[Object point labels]

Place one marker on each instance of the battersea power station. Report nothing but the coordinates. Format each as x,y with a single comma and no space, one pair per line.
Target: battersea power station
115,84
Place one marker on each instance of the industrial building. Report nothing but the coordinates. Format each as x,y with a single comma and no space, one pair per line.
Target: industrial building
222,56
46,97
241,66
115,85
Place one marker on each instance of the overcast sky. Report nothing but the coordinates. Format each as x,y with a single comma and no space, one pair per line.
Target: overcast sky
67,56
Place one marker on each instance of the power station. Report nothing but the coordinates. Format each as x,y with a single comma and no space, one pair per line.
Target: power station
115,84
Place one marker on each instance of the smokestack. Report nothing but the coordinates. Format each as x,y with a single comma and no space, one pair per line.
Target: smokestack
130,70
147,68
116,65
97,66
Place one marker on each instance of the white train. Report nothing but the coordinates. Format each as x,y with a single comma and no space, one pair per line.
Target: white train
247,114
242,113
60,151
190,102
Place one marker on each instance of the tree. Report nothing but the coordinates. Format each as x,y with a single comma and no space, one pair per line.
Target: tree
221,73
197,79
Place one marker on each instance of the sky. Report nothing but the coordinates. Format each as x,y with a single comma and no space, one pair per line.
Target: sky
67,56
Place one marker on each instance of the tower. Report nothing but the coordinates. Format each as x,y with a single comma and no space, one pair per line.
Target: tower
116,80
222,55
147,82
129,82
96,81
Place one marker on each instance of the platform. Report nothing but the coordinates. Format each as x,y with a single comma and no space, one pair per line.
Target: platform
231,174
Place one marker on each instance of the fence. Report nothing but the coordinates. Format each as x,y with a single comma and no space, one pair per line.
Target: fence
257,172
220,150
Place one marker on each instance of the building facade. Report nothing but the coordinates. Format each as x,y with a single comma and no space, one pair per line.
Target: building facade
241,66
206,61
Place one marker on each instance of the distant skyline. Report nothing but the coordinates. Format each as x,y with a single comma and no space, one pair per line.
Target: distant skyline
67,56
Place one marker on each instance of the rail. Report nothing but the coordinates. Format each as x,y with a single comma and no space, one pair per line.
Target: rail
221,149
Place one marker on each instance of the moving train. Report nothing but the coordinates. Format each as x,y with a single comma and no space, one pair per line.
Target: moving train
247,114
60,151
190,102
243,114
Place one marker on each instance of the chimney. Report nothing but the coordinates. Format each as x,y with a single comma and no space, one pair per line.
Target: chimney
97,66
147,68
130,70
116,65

* **WHAT IS ASKED**
Reproduce every one of the lines above verbatim, leaving nothing out and changing nothing.

* **FINAL ANSWER**
Place one marker on each instance of the battersea power station. Report nothing but the coordinates. Format each as x,y with a single comma and no space, one pair per line.
Target: battersea power station
115,84
Place one marker on each instance of the industrial building. Report nothing but the coordinates. Format each as x,y with a single comma and no space, one pair per line.
Target: industrial building
222,56
46,97
241,66
115,85
Place one marker on each instance of the overcast sky. Report nothing but the coordinates. Format each as x,y with a single comma and no space, one pair per line.
Target: overcast sky
67,56
Place one marker on each instance of the power station. Report nothing but the coordinates. Format each as x,y with a single comma and no space, one pair per line.
Target: power station
115,84
Place one marker on each instance of the smokestack. Report nothing but the coordinates. Format each as x,y with a single comma and no space, one pair per line.
Target: smokestack
130,70
147,68
116,65
97,66
Place one marker on each instance of the white train. Report nothing but the coordinates. Format each as x,y with a single comma and no space, one pair per line.
Target: white train
247,114
242,113
60,151
190,102
Place one marker on each instance of the tree. Report nothing but the coordinates. Format each as x,y with a single comma and no space, one pair per line.
Target: tree
221,73
197,79
Place one marker on each instance of the sky. Report nothing but the coordinates. Format each as x,y with a single comma and no space, one pair per line.
Target: sky
67,56
Place one marker on each instance of the tower. Report nothing but the coordinates. Format each as x,y with a single comma and no space, one pair per line.
Target: tower
116,80
222,55
147,82
129,82
96,81
Place one marker on each instance of the platform. Report nothing but the coordinates. Format each as x,y with a single comma and no space, one pair per line.
Target: platform
231,174
Place one marker on each instance of the fence. Report nothing but the coordinates. Format each as x,y with a single comma and no space, one pair per line.
Target: fence
257,172
220,150
Place one marker on each instance of the building facade. Report nothing but the coordinates. Format each as x,y with a single comma and no space, one pair per line.
Target: building facade
241,66
206,61
Place one marker on each instance of the distant skyline. Report nothing but the coordinates. Format each as x,y with a single comma and no space, one pair per line.
Target: distant skyline
67,56
Place one marker on each instance of the rail. Report nothing but the coordinates. Format each as x,y with a single comma and no space, one pair per line.
Target: rail
221,149
Place one marker on each instance of the moving train. Report nothing but the coordinates. Format each as x,y with a single comma and no space, one pair per line.
Target: moving train
247,114
60,151
190,102
243,114
Place one marker on each instance of the chimney. Report nothing but the coordinates. Format each as x,y with a single comma and no space, one pair per line.
Target: chimney
97,66
147,68
130,70
116,65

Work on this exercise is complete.